*PROBLEM STATEMENT*
In the records below, the line with "107 L 63 140" opens the range and the line with "206 84 L 131" closes it; print that range exactly and nothing else.

Stored records:
-------

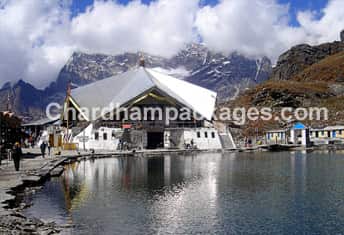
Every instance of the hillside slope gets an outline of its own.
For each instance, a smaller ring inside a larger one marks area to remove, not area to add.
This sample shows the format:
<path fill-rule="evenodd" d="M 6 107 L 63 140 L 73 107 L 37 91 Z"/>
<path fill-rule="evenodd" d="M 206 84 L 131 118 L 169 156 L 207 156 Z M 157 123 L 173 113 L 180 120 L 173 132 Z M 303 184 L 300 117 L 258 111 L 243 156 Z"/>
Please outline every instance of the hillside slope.
<path fill-rule="evenodd" d="M 329 56 L 297 74 L 296 81 L 344 82 L 344 52 Z"/>
<path fill-rule="evenodd" d="M 343 124 L 344 51 L 307 66 L 288 80 L 276 80 L 272 77 L 223 105 L 231 108 L 270 107 L 274 116 L 279 115 L 283 107 L 326 107 L 329 110 L 328 121 L 305 120 L 304 123 L 312 126 Z M 260 122 L 259 128 L 263 131 L 286 127 L 288 124 L 286 121 L 271 120 Z M 250 133 L 254 125 L 257 123 L 248 122 L 243 129 Z"/>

-------

*ANSWER TO THIS PROBLEM*
<path fill-rule="evenodd" d="M 6 107 L 63 140 L 73 107 L 37 91 Z"/>
<path fill-rule="evenodd" d="M 206 84 L 131 118 L 169 156 L 207 156 Z M 157 123 L 173 113 L 180 120 L 173 132 Z M 303 184 L 300 117 L 258 111 L 243 156 Z"/>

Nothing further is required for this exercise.